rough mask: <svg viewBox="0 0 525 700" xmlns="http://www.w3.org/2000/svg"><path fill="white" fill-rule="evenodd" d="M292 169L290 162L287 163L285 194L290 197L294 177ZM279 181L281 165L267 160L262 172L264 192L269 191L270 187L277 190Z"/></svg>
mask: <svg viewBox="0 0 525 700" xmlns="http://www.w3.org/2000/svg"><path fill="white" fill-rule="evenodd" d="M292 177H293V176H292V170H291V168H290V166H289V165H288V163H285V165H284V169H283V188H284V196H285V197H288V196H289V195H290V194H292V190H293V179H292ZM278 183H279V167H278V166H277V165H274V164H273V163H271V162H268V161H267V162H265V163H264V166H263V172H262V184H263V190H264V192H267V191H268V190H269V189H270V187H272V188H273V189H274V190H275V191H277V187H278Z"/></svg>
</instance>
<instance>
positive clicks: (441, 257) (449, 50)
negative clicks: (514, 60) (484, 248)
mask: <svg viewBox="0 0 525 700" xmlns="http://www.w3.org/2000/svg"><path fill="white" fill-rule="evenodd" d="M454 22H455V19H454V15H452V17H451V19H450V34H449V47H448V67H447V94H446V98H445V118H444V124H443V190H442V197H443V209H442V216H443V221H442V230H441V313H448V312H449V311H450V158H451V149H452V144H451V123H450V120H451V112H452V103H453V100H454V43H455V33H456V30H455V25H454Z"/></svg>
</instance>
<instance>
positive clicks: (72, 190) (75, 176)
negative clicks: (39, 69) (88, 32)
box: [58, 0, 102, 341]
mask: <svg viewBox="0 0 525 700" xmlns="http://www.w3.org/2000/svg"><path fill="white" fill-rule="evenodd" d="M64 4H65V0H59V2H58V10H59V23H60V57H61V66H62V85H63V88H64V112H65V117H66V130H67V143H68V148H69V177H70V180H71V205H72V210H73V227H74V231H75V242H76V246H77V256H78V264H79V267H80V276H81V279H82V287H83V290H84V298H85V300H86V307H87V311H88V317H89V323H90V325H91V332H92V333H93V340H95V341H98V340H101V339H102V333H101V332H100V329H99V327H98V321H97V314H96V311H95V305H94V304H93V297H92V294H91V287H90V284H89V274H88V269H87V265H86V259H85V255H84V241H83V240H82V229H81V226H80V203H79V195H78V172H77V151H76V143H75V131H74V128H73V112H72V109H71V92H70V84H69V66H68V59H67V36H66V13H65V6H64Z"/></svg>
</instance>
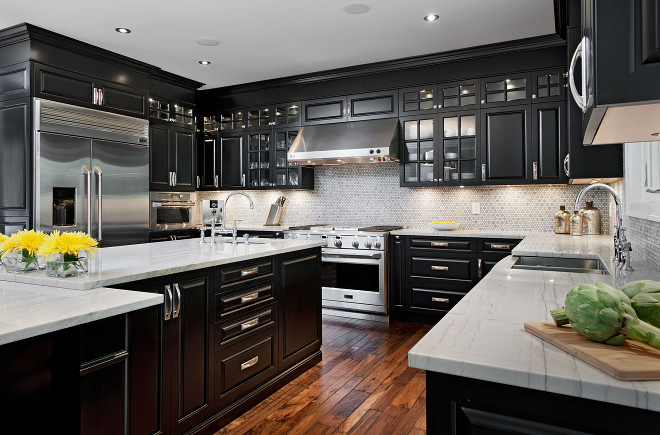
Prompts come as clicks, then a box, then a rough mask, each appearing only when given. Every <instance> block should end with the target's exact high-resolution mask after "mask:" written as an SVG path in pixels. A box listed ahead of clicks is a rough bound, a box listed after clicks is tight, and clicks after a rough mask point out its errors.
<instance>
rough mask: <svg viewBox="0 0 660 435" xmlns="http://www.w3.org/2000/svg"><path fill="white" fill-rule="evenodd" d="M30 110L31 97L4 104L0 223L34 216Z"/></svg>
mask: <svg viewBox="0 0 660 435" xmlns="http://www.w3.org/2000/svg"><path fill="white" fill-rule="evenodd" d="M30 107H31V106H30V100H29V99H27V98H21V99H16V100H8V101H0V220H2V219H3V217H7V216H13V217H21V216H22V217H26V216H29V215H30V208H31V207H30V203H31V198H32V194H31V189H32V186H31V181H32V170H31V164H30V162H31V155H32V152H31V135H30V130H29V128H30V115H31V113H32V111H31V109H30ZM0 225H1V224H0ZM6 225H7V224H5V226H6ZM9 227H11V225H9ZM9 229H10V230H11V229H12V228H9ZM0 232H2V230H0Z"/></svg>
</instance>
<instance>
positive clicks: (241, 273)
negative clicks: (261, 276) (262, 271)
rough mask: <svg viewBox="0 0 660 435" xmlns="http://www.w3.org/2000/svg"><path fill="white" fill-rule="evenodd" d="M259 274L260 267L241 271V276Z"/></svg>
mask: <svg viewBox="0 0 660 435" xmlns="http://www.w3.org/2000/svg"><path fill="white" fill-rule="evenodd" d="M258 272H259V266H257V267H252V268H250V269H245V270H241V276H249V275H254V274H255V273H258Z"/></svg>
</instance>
*****
=== Brief ===
Count the lines in the records above that contain the string "positive". Case matters, and the reply should be the number alone.

=== Expected output ===
3